(MATERIAL SHOWN begins)

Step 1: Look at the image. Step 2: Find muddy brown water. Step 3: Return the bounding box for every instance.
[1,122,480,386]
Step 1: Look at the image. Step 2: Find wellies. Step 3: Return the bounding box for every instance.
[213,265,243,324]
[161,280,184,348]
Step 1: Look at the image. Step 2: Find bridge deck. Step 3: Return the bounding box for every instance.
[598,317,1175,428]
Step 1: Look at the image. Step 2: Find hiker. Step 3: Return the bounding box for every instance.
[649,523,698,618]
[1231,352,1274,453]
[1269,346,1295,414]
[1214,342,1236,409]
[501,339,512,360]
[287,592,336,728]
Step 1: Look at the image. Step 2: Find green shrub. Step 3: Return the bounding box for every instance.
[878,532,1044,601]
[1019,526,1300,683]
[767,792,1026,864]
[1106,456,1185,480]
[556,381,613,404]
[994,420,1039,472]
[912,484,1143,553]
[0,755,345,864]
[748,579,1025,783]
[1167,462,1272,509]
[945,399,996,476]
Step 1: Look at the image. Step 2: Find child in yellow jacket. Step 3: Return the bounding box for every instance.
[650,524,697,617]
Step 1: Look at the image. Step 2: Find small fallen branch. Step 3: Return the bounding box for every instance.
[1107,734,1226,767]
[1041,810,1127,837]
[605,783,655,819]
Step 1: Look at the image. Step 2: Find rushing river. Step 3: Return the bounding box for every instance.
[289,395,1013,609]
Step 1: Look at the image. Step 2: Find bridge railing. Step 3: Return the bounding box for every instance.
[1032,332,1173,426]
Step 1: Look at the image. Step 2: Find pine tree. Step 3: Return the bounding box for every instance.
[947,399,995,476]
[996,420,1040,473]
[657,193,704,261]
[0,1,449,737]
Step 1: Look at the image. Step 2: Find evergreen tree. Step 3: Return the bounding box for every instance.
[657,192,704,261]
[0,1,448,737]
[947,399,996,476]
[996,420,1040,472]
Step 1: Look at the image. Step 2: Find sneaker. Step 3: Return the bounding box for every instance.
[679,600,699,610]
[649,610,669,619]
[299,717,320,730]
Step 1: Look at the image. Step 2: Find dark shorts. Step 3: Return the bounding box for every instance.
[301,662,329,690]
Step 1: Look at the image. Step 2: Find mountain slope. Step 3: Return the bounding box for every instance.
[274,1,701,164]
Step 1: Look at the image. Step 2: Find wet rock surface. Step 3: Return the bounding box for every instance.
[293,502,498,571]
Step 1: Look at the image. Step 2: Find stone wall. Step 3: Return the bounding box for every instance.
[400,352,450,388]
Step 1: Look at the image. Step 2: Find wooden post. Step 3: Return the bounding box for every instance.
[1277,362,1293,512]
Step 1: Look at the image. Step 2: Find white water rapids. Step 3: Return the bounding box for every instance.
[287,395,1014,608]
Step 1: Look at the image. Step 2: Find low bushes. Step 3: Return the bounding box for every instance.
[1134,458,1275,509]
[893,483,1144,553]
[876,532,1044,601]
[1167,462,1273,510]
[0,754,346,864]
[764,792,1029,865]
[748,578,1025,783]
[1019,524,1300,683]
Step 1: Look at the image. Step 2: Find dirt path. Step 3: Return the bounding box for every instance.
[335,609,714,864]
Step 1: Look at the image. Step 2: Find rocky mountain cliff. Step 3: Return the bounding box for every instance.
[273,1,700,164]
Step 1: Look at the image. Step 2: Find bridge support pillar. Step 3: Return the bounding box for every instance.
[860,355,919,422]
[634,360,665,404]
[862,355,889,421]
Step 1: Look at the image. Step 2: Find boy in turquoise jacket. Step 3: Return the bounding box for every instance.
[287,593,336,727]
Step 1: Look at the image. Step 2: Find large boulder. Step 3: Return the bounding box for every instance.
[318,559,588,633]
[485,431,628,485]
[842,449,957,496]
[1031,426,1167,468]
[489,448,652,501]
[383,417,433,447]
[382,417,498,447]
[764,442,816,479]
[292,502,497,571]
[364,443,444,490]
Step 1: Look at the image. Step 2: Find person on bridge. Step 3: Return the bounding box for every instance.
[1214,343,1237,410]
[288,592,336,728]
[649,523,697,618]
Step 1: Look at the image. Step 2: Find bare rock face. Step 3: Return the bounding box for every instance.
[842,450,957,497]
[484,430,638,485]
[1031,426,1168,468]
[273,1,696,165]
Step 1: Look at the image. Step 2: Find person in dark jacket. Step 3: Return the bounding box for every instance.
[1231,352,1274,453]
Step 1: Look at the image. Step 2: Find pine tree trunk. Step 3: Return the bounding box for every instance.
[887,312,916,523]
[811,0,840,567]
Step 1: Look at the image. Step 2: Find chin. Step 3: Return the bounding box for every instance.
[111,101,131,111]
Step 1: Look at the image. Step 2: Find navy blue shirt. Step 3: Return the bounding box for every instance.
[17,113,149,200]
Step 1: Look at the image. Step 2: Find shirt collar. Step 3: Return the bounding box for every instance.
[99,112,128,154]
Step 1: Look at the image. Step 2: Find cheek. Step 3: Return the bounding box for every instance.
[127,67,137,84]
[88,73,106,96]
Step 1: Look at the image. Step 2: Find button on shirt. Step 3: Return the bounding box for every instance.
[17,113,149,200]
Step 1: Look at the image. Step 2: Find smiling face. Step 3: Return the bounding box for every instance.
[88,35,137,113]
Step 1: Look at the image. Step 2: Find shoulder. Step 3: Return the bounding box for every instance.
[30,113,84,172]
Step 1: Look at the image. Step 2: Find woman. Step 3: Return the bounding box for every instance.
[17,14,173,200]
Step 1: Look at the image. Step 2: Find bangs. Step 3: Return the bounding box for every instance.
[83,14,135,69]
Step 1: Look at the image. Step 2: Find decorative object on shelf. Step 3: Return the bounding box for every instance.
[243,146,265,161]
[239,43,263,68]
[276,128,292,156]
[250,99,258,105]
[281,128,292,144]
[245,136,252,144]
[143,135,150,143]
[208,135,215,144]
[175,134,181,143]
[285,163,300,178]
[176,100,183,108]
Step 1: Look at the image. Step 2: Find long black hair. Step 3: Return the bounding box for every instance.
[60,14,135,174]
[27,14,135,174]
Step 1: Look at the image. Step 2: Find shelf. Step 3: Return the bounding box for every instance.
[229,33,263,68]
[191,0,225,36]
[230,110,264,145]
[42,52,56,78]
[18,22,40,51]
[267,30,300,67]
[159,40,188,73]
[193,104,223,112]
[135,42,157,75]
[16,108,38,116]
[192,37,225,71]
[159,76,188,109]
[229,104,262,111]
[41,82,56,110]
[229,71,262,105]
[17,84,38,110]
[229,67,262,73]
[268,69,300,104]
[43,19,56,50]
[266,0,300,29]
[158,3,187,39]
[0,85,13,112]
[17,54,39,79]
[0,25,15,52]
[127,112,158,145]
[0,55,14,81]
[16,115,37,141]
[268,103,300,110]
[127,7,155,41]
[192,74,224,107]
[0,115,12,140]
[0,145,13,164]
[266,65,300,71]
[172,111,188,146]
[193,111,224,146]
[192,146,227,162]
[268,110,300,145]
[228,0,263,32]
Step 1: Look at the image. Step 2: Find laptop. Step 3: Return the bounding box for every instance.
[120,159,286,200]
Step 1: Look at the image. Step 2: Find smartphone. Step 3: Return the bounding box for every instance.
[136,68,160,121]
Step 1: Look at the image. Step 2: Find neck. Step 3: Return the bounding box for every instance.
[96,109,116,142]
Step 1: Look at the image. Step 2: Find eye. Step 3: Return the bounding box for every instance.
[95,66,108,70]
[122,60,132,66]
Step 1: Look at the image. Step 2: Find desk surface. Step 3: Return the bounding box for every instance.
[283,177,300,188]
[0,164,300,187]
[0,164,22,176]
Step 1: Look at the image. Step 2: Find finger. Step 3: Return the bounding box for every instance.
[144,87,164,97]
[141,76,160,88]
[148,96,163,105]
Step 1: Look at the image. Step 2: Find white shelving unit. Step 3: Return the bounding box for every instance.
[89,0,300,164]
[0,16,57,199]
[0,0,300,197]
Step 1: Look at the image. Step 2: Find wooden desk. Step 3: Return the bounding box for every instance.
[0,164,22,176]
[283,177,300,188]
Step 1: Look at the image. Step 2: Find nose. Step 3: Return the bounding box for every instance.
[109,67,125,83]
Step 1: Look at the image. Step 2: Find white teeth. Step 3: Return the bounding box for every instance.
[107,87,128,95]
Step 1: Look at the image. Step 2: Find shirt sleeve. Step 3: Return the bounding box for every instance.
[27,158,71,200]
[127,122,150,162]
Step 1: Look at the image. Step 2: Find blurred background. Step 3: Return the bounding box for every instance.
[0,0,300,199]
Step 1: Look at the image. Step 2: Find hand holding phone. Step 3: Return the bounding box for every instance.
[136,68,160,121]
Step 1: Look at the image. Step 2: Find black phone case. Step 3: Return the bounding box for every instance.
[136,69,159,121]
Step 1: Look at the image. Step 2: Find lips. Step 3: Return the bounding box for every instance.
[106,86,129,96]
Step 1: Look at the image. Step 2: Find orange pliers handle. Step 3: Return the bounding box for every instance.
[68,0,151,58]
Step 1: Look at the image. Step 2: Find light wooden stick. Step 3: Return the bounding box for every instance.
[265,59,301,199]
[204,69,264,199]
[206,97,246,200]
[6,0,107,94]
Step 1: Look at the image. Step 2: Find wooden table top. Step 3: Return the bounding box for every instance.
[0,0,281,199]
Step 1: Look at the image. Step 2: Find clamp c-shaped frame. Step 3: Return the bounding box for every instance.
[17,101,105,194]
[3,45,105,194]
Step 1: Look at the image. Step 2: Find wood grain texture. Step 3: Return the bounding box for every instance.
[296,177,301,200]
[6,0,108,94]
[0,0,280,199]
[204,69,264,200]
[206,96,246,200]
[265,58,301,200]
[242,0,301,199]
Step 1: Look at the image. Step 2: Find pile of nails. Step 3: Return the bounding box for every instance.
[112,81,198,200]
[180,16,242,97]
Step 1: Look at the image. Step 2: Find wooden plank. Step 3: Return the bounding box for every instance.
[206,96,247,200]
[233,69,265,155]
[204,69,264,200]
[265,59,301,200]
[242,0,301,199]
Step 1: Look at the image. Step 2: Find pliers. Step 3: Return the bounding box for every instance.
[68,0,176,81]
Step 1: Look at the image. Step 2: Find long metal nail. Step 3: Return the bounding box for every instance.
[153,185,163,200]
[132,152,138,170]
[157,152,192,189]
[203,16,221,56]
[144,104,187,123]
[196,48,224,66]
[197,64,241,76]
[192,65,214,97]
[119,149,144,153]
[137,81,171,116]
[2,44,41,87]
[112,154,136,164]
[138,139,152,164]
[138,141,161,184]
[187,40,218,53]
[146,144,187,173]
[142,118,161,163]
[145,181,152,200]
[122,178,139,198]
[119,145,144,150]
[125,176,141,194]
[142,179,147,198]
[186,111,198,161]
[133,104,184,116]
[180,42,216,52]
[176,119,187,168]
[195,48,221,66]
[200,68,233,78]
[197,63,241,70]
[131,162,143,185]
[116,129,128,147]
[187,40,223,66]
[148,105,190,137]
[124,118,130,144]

(MATERIAL SHOWN ends)

» TASK INSTRUCTIONS
From the line that holds "Step 1: Look at the image. Step 2: Find wooden plank." to the last line of the records above, print each line exactly. Add nothing else.

» FINISHED EXERCISE
Step 1: Look at the image. Step 2: Find wooden plank. Step 3: Return the bounding box for every instance.
[206,96,247,200]
[233,69,265,155]
[204,69,264,200]
[265,59,301,200]
[242,0,301,199]
Step 1: Look at the image. Step 2: Find pliers. Step 3: Return the bounding box for every instance.
[68,0,176,81]
Step 1: Look at the image. Step 2: Find long metal nail. Step 3: Return the bounding box for every instance.
[153,185,163,200]
[132,152,138,170]
[157,152,192,189]
[203,16,221,56]
[144,104,187,123]
[196,48,224,66]
[197,64,241,76]
[192,65,214,97]
[119,149,144,153]
[137,81,171,116]
[2,44,41,87]
[112,154,136,164]
[138,139,152,164]
[138,141,161,184]
[187,40,218,53]
[146,144,187,173]
[142,118,161,163]
[145,181,152,200]
[122,178,139,198]
[119,145,144,150]
[125,176,141,194]
[142,179,147,198]
[186,111,198,161]
[133,104,184,116]
[180,42,216,52]
[176,119,187,168]
[195,48,221,66]
[200,68,233,78]
[197,63,241,70]
[131,162,143,185]
[116,129,128,147]
[187,40,223,66]
[148,105,190,137]
[124,118,130,144]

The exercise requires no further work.